▶ _CHALLENGE_
Reproduce the material below line for line, without the pictures.

▶ _SUPPLIED RECORDS_
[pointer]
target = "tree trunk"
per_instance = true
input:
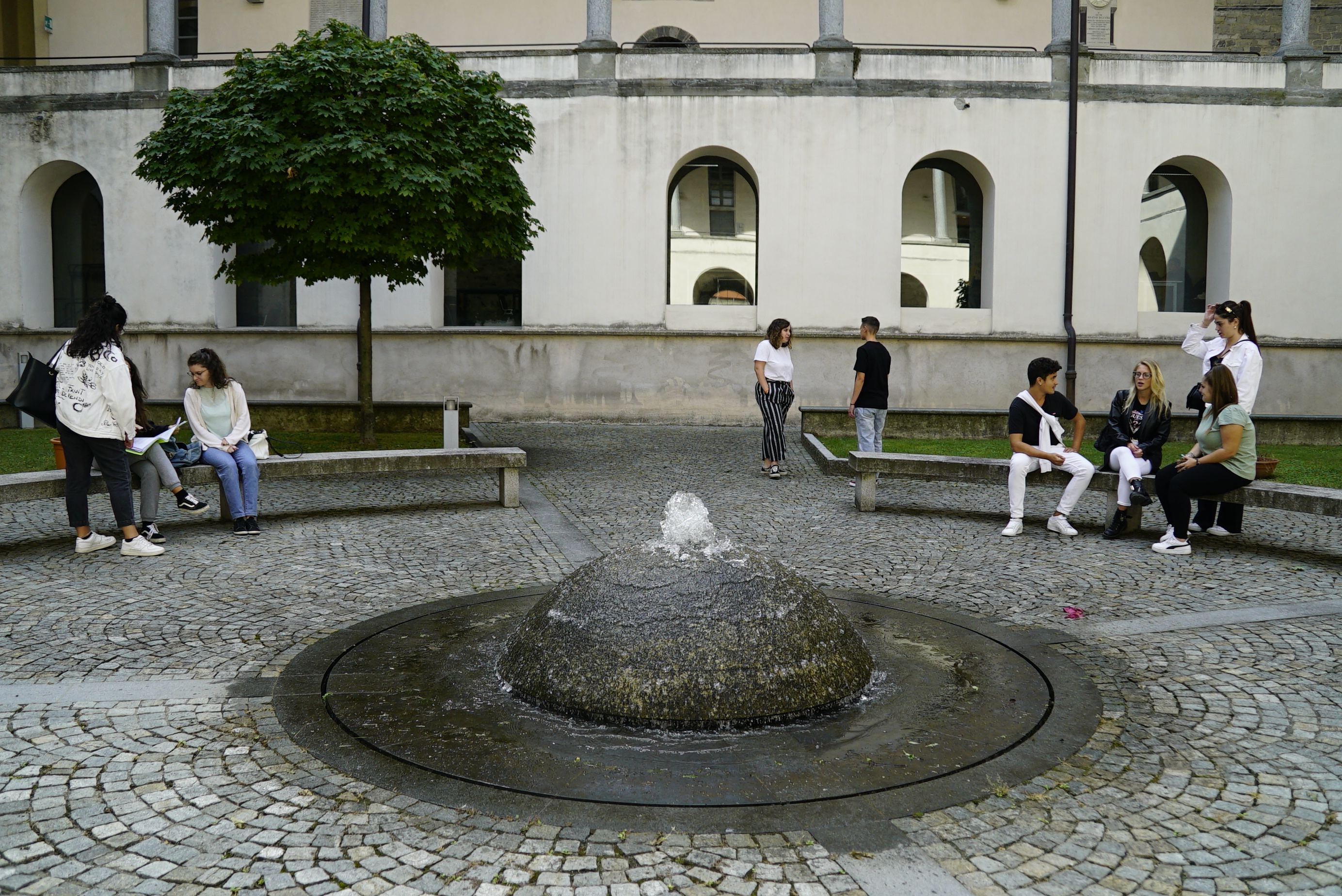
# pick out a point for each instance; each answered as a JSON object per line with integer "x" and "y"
{"x": 367, "y": 422}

▶ _RESULT OF THE EXERCISE_
[pointer]
target = "tree trunk"
per_instance = true
input:
# pick out a point for each instance; each answered as a JSON object per line with integer "x" and "y"
{"x": 367, "y": 422}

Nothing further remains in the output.